> _EXERCISE PASSAGE_:
BEGIN
July 13, 2009 -- Tonight's episode of Showtime's Nurse Jackie focuses on the care Jackie and the other ED nurses provide to a dying nurse who used to practice with them. The plotline offers an unusual portrayal of how the nurses manage their patient's end-of-life care, and equally rare, a serious and revealing look at the clinical interactions among very different types of nurses. The dying nurse--who makes Jackie look easygoing--asks Jackie to help her end her life, because she does not want to lie in hospice for her last couple weeks. As in past episodes, Jackie works around the system. She and the other nurses provide their old friend with the ending she wants, even though it is apparently a crime to do so in New York State. The nurses' actions raise complex and difficult issues related to our flawed end-of-life care policies, and Jackie's own consistent willingness to break rules in order to further her vision of what is right for patients. Although the plotline is more about psychosocial care and advocacy, there is also a scene in which Jackie, after minimal assessment, accurately estimates that a patient will die in 10 minutes, underlining her expertise in physical care. The episode, "Tiny Bubbles," was written by Rick Cleveland. more...
Take the blue pill
July 6, 2009 -- Tonight's episode of Showtime's Nurse Jackie is yet another powerful showcase for Jackie's clinical virtuosity. The focus in several plotlines is not so much on Jackie's care for ED patients' immediate ailments as it is her holistic focus, how she expertly manages the larger family dynamics that have such a huge impact on health. Here she negotiates hospital rules to help a precocious 10-year-old continue to manage her mother's debilitating lupus. She also finds a creative way to advocate for a stroke victim, demonstrating to his obnoxious family that he's "still in there," even though he can't speak or move much of his body. At the same time, Jackie continues to mentor nursing student Zoey and new physician Coop, teaching the former about triage and the latter how to relate to the 10-year-old girl. The show even includes a quick but telling comment on patterned scrubs and the nursing image. The episode is slightly marred by its depiction of triage--it does involve assessing serious conditions, but it's not a "very simple" task that would ever be assigned to a student. And the portrayal of nurse manager Gloria Akalitus seems to reflect the battleaxe stereotype. Akalitus is a disagreeable killjoy, obsessed with enforcing rules regardless of whether they advance the wellbeing of those around her. The show punishes her constantly, her scenes are often funny, and of course some nurse managers are bureaucratic. But Akalitus is the show's Percocet, a quick way to feel better, but with potentially serious long term costs. This kind of image may suggest that female nurses can't handle authority, and that any strong woman who chooses to be a nurse must be twisted and bitter. Of course, Jackie herself belies that suggestion, and on the whole this episode offers a persuasive depiction of her advanced nursing skills. The episode, "Daffodil," was written by Taii K. Austin. more...
END
> _LIST OF TASKS_:
1. In the Nurse Jackie reviews, who wrote the episode "Daffodil"?
2. Extend the Nurse Jackie episode reviews past their last sentence.
The material that comes next is from a separate source.

> _DATA SHOWN_:
BEGIN
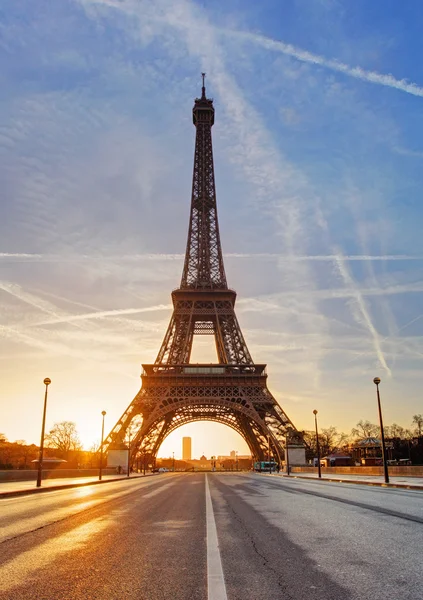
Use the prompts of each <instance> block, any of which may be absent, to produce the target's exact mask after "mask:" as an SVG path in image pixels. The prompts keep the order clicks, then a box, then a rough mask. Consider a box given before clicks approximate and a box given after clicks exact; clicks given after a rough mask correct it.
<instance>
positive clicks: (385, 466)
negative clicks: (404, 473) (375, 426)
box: [373, 377, 389, 483]
mask: <svg viewBox="0 0 423 600" xmlns="http://www.w3.org/2000/svg"><path fill="white" fill-rule="evenodd" d="M373 383H374V384H375V385H376V391H377V406H378V409H379V423H380V437H381V439H382V461H383V473H384V475H385V483H389V475H388V463H387V461H386V446H385V433H384V431H383V419H382V408H381V406H380V394H379V383H380V378H379V377H375V378H374V379H373Z"/></svg>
END
> _TASK-BY-TASK RESULTS_:
1. Taii K. Austin wrote it.

2.
Always remember to help ladies on with their coats!
June 29, 2009 -- Tonight's episode of Showtime's Nurse Jackie highlights the expert psychosocial care Jackie Peyton and her nurse colleague Mohammed (Mo-Mo) de la Cruz give to ED patients and families. No one could mistake these nurses' thoughtful, sensitive care for unskilled hand-holding. The episode also suggests that physicians are often less adept at these tasks, even though they may receive all the credit from those the nurses have helped. Once again, the show's nurses play a central role in patient care, and Jackie ably trains more junior health team members. At the same time, the episode features a remarkable scene in which a school nurse goes head to head with Jackie about whether Jackie's daughter has a potentially serious anxiety disorder that may require medication; both of them seem to have valid points. One less impressive aspect of the episode involves Jackie ordering the removal of a patient's non-disruptive mother and twin brother from a trauma room without asking if they want to stay, just like the physician characters in other hospital shows do, with no hint of the potential benefits of family presence. This fourth episode, "School Nurse," was written by Christine Zander. more...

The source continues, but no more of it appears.